In addition, I have a few reckons based on the responses:

  1. People tried to list native insects and birds without explicit prompting. When people ran short of obvious candidates, they pushed their own definition of “NZ” or the definition of the animal. A few ran short of birds and went for “sparrow” and “starling” which I still accepted for the same reason I accepted german wasp. When people ran short of insects which happened a lot more often, they either started listing exotic species or orders of insects e.g. beetle. Or, they started listing clearly native terrestrial invertebrates such as the katipo or the Peripatus velvet worm. One potential shortfall here is that I accepted loose definitions of NZ but I was pretty firm on definition of “insect”.

_ _ _ _

> **Exercises to complete**:
1. Please find every line in the entries that contains the string "registration", matching case exactly, and copy each of those lines.
2. Write the next part of the passage about the survey responses, starting after its final sentence.
The passage about the survey responses and the entries after it have no connection to each other.

> **Source data**:
_ _ _ _

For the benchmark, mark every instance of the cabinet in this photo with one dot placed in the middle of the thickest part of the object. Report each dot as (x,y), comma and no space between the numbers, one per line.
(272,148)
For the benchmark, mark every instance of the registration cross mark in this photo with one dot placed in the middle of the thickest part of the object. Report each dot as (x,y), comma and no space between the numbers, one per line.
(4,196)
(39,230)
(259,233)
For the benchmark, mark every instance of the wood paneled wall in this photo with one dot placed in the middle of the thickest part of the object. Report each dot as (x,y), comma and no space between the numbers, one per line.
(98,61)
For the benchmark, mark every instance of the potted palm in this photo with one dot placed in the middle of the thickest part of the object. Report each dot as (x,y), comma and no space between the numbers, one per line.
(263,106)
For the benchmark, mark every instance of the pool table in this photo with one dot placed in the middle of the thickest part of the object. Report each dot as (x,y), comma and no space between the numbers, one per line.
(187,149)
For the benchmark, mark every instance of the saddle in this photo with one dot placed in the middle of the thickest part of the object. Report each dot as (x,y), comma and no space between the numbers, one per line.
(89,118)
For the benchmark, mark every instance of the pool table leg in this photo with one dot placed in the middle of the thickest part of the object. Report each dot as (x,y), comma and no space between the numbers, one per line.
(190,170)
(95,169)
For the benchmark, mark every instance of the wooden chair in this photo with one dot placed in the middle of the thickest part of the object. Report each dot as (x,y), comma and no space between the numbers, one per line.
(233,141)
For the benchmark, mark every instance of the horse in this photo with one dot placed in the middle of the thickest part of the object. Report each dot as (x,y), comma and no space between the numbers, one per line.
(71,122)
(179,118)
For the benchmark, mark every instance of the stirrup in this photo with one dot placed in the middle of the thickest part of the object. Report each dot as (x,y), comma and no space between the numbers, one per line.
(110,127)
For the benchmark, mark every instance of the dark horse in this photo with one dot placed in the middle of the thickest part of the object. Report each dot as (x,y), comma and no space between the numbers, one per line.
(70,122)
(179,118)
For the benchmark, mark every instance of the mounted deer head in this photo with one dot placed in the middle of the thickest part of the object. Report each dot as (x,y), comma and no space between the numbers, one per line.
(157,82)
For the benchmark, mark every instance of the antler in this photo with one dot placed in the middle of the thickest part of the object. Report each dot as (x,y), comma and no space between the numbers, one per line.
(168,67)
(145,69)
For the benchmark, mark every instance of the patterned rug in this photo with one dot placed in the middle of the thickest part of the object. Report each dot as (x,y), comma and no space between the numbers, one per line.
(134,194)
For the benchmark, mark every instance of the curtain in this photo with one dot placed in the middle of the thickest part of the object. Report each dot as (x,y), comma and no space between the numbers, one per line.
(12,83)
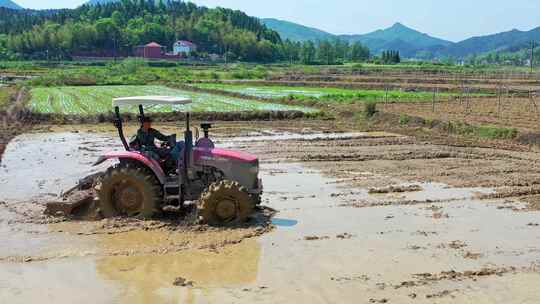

_ _ _ _

> **Answers in order**:
1.
For the benchmark, mark every instance of the registration cross mark in this photo with one dot placed in the middle of the thickest part of the object. Report each dot as (x,y), comma and no space between the numbers, one per line.

2.
  2. Māori names are really helpful for two reasons
    1. One of the easiest ways to tell if something is probably native is “does it have a Māori name?” This is the most tentative of my conclusions and perhaps it’s better to call it a hypothesis. The top four insects listed first were the wētā, the giraffe weevil, the huhu beetle and the puriri moth. The giraffe weevil sticks out a little but I’m tempted to say that it received so many entries because a large number of my lab group (past and present) have worked with them and couldn’t help but find them charming. Meanwhile the bird answers were a cavalcade of ks. Whether it’s that a) the Māori names are easier to remember or b) Māori names are just a shorthand for “definitely native” or c):
    2. Māori names of fauna are frequently used for naming places. I had a couple discussions with people and we reckon that if I had included a “List 10 NZ plants”, plants would have done better than at insects but worse compared to birds. I think the reason for this is that names such as “rata” and “kahikitea” are really prevalent in our day-to-day so that even if you couldn’t identify a totara tree, you might know someone who lives on the street. Similar for birds.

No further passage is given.